* [REQUIRED WORK]:
Rewrite all of the data below, replacing "outlines" with "contours" and leaving everything else unchanged.

* [SOURCE MATERIAL]:

[START]

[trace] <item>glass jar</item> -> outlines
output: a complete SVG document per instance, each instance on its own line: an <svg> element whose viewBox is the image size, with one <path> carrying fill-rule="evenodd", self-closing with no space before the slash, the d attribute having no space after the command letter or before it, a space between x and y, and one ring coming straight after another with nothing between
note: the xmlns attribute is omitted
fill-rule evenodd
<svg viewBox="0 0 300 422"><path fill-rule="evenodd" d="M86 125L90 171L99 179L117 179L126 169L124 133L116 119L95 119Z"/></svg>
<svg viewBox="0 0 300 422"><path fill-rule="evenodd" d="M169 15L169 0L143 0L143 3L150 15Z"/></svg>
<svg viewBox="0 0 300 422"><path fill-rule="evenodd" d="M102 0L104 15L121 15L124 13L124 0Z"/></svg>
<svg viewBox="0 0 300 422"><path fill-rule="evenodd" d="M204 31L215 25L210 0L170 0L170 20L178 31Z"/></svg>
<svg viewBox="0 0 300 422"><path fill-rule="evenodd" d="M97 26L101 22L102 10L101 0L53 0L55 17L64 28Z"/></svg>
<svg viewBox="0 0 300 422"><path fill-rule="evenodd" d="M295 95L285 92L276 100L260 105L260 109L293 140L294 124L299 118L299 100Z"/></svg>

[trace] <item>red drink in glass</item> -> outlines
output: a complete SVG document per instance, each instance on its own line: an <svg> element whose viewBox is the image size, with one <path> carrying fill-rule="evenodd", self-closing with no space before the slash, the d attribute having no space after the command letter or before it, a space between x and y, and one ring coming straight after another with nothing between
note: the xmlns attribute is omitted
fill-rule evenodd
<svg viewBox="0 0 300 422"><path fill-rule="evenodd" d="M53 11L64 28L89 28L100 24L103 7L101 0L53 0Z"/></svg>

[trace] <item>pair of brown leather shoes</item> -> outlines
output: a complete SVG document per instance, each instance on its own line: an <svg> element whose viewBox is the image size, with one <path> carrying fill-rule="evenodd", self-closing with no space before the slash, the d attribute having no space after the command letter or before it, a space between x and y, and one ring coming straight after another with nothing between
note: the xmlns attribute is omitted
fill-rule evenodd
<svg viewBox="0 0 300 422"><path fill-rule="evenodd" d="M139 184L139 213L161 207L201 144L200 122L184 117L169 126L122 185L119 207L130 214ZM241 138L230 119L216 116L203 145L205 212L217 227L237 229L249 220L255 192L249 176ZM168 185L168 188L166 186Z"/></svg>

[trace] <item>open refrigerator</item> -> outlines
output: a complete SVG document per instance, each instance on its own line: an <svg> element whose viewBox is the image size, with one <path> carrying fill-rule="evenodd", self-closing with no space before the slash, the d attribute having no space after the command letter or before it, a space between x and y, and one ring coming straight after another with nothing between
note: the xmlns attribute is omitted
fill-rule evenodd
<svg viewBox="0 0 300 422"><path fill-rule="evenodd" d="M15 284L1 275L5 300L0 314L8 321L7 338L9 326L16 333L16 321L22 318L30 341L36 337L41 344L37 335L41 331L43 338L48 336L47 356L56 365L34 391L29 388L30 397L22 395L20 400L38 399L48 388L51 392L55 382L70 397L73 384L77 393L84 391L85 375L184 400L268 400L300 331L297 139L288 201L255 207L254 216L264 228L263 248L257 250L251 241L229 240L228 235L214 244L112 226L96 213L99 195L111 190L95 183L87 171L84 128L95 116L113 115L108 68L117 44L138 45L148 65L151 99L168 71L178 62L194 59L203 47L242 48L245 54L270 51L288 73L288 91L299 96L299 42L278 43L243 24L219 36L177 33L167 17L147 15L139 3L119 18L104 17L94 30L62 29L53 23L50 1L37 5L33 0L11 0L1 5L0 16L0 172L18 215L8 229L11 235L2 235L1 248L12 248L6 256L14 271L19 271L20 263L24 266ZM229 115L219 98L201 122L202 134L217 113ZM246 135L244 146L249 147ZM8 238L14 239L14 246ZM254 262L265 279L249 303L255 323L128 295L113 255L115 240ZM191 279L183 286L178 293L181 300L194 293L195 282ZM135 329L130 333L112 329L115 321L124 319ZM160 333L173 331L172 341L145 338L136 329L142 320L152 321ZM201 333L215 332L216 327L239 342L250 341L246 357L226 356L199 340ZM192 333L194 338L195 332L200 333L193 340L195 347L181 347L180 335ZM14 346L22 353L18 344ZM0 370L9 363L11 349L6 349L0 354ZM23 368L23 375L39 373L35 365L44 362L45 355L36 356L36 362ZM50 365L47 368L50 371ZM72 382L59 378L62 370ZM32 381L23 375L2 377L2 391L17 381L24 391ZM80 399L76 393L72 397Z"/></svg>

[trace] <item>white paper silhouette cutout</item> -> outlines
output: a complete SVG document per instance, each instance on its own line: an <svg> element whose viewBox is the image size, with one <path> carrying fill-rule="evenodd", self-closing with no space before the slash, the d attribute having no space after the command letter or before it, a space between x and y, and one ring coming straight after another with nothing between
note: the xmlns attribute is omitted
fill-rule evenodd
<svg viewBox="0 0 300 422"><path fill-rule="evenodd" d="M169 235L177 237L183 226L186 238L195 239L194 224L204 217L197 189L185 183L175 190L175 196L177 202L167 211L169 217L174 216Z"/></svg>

[END]

* [WRITTEN RESPONSE]:
[trace] <item>glass jar</item> -> contours
output: a complete SVG document per instance, each instance on its own line: an <svg> element whose viewBox is the image size, with one <path> carrying fill-rule="evenodd", self-closing with no space before the slash, the d attribute having no space after the command letter or before it, a space between x and y, and one ring coming straight after another with nothing between
note: the xmlns attribute is omitted
fill-rule evenodd
<svg viewBox="0 0 300 422"><path fill-rule="evenodd" d="M86 125L90 171L99 179L117 179L126 169L124 133L116 119L95 119Z"/></svg>
<svg viewBox="0 0 300 422"><path fill-rule="evenodd" d="M169 15L169 0L143 0L143 3L150 15Z"/></svg>
<svg viewBox="0 0 300 422"><path fill-rule="evenodd" d="M102 0L104 15L121 15L124 13L124 0Z"/></svg>
<svg viewBox="0 0 300 422"><path fill-rule="evenodd" d="M204 31L215 25L210 0L170 0L170 20L178 31Z"/></svg>
<svg viewBox="0 0 300 422"><path fill-rule="evenodd" d="M97 26L101 22L102 10L101 0L53 0L55 17L64 28Z"/></svg>
<svg viewBox="0 0 300 422"><path fill-rule="evenodd" d="M295 95L285 92L276 100L260 105L260 109L293 140L294 124L299 118L299 100Z"/></svg>

[trace] <item>red drink in glass</item> -> contours
output: a complete SVG document per instance, each instance on its own line: an <svg> element whose viewBox is the image size, with one <path> carrying fill-rule="evenodd", self-closing with no space before the slash, the d attribute having no space after the command letter or before it, a space between x and y, and one ring coming straight after another with nothing between
note: the xmlns attribute is omitted
fill-rule evenodd
<svg viewBox="0 0 300 422"><path fill-rule="evenodd" d="M53 11L64 28L89 28L100 24L103 7L101 0L53 0Z"/></svg>

[trace] <item>pair of brown leather shoes</item> -> contours
output: a complete SVG document per instance, each instance on its own line: an <svg> element whose viewBox is the image size, with one <path> carrying fill-rule="evenodd", self-closing with no space before the slash, the d attribute having no space after the command letter or before it, a space between x and y, and one ring coming straight after another with nothing between
note: the xmlns attribute is omitted
fill-rule evenodd
<svg viewBox="0 0 300 422"><path fill-rule="evenodd" d="M139 184L139 213L161 207L201 144L200 122L184 117L169 126L122 185L119 207L130 214ZM241 138L230 119L216 116L203 145L205 212L217 227L237 229L249 220L255 192L249 176ZM168 185L168 188L166 186Z"/></svg>

[trace] <item>open refrigerator</item> -> contours
output: a complete SVG document per instance, each instance on its own line: an <svg> element whose viewBox is the image size, with one <path> carrying fill-rule="evenodd", self-closing with no space before the slash, the d attribute having no space after the command letter or before it, a space between x and y, and one ring coming straight after another with nothing between
note: the xmlns attribute is omitted
fill-rule evenodd
<svg viewBox="0 0 300 422"><path fill-rule="evenodd" d="M15 284L1 275L5 300L0 314L8 321L7 338L9 326L16 333L16 321L22 318L30 341L36 337L41 344L37 335L41 331L43 338L48 336L47 356L56 365L34 391L29 388L30 397L22 395L20 400L38 399L48 388L51 392L55 382L70 397L73 384L77 393L84 391L85 375L184 400L268 400L300 331L297 139L288 201L255 207L254 216L264 228L263 248L257 250L251 241L229 240L228 235L214 244L112 226L96 213L99 195L111 190L95 183L87 171L84 128L95 116L113 115L108 68L117 44L138 45L148 65L151 99L168 71L178 62L194 59L203 47L242 48L245 54L270 51L288 73L288 91L299 96L299 42L278 43L243 24L219 36L177 33L167 17L147 15L139 3L119 18L104 17L94 30L62 29L53 23L50 1L37 5L33 0L11 0L1 5L0 16L0 172L18 215L8 229L11 235L2 235L1 248L12 248L6 256L14 271L19 271L20 263L24 266ZM229 115L219 98L201 122L202 134L217 113ZM246 135L244 146L249 147ZM8 238L14 239L14 246ZM254 262L265 279L249 303L255 323L128 295L113 255L115 240ZM191 279L183 286L178 293L181 300L194 293L195 282ZM135 329L130 333L112 329L115 321L124 319ZM160 333L173 331L172 341L145 338L136 329L142 320L152 321ZM201 333L215 332L216 327L239 342L250 341L246 357L226 356L199 340ZM192 333L194 338L195 332L200 333L193 340L195 347L181 347L180 335ZM14 346L22 353L18 344ZM0 370L9 363L11 349L6 349L0 354ZM23 368L23 375L39 373L35 365L44 362L45 355L36 356L36 362ZM50 365L47 368L50 371ZM72 382L59 378L62 370ZM32 381L23 375L2 377L2 391L17 381L24 391ZM80 399L76 393L72 397Z"/></svg>

[trace] <item>white paper silhouette cutout</item> -> contours
output: a complete SVG document per instance, each instance on its own line: an <svg> element whose viewBox is the image size, with one <path> carrying fill-rule="evenodd", self-closing with no space before the slash, the d attribute having no space after the command letter or before it, a space between x and y, and one ring coming straight after another with nothing between
note: the xmlns attribute is omitted
fill-rule evenodd
<svg viewBox="0 0 300 422"><path fill-rule="evenodd" d="M169 235L177 237L183 226L186 238L195 239L194 224L204 217L197 189L185 183L175 190L175 196L177 202L167 211L169 217L174 216Z"/></svg>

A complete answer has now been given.